*** SUPPLIED DATA Section Begins ***
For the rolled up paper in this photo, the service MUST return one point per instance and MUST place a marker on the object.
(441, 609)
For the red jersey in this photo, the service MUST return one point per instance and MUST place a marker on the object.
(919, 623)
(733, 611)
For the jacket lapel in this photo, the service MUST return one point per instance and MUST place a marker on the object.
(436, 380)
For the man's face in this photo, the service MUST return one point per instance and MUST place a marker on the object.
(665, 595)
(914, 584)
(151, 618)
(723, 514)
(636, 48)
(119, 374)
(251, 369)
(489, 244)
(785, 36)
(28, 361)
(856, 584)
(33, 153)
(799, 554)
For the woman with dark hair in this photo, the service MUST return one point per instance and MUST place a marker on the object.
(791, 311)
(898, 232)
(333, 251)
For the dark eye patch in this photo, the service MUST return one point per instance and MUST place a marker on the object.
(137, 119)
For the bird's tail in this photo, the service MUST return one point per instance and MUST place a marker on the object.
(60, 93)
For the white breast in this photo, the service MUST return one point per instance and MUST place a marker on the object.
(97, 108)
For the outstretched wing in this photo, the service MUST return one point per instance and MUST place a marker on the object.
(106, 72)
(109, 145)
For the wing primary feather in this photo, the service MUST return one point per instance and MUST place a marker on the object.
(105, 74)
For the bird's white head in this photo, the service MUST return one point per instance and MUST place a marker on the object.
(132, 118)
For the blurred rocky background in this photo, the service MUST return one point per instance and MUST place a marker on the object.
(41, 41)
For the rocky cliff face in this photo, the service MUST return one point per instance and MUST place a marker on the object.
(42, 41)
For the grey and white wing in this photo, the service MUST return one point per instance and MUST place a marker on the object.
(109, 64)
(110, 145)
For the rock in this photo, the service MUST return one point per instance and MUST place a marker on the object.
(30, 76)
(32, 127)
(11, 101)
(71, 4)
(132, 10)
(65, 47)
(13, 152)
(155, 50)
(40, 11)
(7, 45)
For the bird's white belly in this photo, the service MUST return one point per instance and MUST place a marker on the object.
*** SUPPLIED DATA Section Ends ***
Exactly as written, copy out all the entries above.

-- OUTPUT OF THE EXERCISE --
For the rolled up paper in this photo, the service MUST return one point per instance and MUST place a marker on the object.
(441, 609)
For the red jersey in this photo, the service MUST return one point per instance and MUST place a marker on the object.
(919, 623)
(733, 611)
For the jacket lapel in this photo, the service MUST return one point per instance and MUST place a marker on the object.
(436, 380)
For the man's face in this photo, the service MUST return one point per instance and MUST place a marker on the object.
(665, 595)
(914, 584)
(151, 618)
(723, 514)
(636, 48)
(119, 374)
(251, 369)
(489, 244)
(785, 36)
(28, 361)
(856, 584)
(33, 153)
(799, 554)
For the woman with dark hair in this photo, the service MUST return one point per instance and MUST place a marker on the object.
(791, 311)
(898, 232)
(333, 251)
For the dark eye patch in this photo, the service MUST return one point per instance and MUST place a marker on the object.
(137, 119)
For the bird's tail in this photo, the service MUST return one point per instance and MUST place a marker on the object.
(60, 93)
For the white breast in this photo, the service MUST return one point per instance and MUST place a marker on the object.
(97, 108)
For the outstretched wing in this photo, the service MUST return one point per instance and MUST place a marker on the object.
(106, 72)
(109, 145)
For the wing primary feather in this photo, the service MUST return one point per instance and MUST place a marker on the object.
(105, 74)
For the bird's white head in this photo, the service MUST return one point per instance and MUST place a marker on the object.
(132, 118)
For the blurred rocky background in this photo, the service MUST return one point per instance and MUST place a marker on the object.
(41, 41)
For the rocky cliff face in this photo, the service MUST return one point per instance and MUST place a marker on the object.
(42, 41)
For the grey and white wing in this photo, the service MUST return one point per instance and MUST place a marker on the object.
(109, 64)
(110, 145)
For the rock in this photo, the service MUST return one point per instance and MUST place a marker on the object.
(30, 76)
(32, 127)
(11, 101)
(71, 4)
(132, 10)
(65, 47)
(13, 152)
(155, 50)
(40, 11)
(7, 45)
For the bird's white belly in this photo, the service MUST return one point per instance and MUST place a marker on the object.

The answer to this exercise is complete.